(Zapisy konturów nazwanych obszarów)
-----
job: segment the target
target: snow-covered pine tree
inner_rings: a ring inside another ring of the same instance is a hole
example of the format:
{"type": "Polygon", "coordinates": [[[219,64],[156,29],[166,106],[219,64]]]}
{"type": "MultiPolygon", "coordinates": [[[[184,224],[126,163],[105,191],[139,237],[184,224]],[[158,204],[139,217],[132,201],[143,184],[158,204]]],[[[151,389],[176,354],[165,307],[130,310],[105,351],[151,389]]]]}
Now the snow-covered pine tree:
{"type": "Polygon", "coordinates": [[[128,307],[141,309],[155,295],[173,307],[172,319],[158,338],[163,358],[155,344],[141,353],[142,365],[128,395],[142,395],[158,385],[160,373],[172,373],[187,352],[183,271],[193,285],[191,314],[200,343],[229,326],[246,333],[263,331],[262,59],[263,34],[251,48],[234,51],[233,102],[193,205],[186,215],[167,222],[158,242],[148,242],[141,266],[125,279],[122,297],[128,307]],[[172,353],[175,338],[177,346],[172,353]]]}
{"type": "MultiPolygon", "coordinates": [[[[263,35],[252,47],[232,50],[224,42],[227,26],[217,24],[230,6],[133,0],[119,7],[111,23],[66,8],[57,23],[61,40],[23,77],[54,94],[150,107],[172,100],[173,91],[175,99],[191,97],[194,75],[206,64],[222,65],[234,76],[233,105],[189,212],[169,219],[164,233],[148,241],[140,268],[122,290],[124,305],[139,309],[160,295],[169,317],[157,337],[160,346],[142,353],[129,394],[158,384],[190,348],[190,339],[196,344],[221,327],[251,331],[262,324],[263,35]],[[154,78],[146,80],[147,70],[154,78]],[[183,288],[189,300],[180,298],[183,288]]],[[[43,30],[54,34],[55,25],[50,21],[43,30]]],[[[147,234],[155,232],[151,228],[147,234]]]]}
-----
[Treść zadania]: Podaj wszystkie wiersze z wykazu powyżej w formie listy numerowanej, bez pustych linii.

[Odpowiedź]:
1. job: segment the target
2. target: snow-covered pine tree
3. inner_rings: a ring inside another ring of the same instance is a hole
4. example of the format:
5. {"type": "Polygon", "coordinates": [[[219,64],[156,29],[166,106],[219,64]]]}
6. {"type": "MultiPolygon", "coordinates": [[[[184,224],[126,163],[105,191],[139,237],[184,224]],[[158,204],[139,217],[132,201],[143,184],[158,204]]],[[[151,389],[176,354],[165,307],[130,310],[105,351],[151,389]]]]}
7. Now the snow-covered pine tree:
8. {"type": "Polygon", "coordinates": [[[128,307],[141,309],[155,295],[173,307],[172,319],[158,338],[163,358],[155,344],[141,353],[142,365],[128,395],[142,395],[158,385],[160,373],[172,373],[187,352],[183,271],[193,285],[191,314],[200,343],[229,326],[246,333],[263,331],[262,59],[263,34],[251,48],[234,51],[233,102],[193,205],[186,215],[167,222],[158,242],[148,242],[141,266],[125,279],[122,297],[128,307]],[[172,353],[175,338],[177,346],[172,353]]]}
9. {"type": "MultiPolygon", "coordinates": [[[[263,35],[252,47],[232,50],[224,42],[227,26],[217,24],[230,6],[133,0],[119,7],[111,23],[66,8],[57,23],[61,40],[23,77],[54,94],[150,107],[172,100],[173,91],[175,99],[191,97],[194,75],[206,64],[222,65],[234,76],[233,105],[189,212],[169,219],[164,233],[148,241],[140,268],[122,290],[124,305],[139,309],[160,295],[169,317],[157,337],[160,346],[142,353],[129,394],[158,384],[190,348],[190,339],[196,344],[221,327],[251,331],[262,324],[263,35]],[[154,78],[146,80],[147,70],[154,78]],[[183,288],[189,300],[180,298],[183,288]]],[[[43,30],[54,34],[55,25],[50,21],[43,30]]],[[[147,234],[155,232],[151,228],[147,234]]]]}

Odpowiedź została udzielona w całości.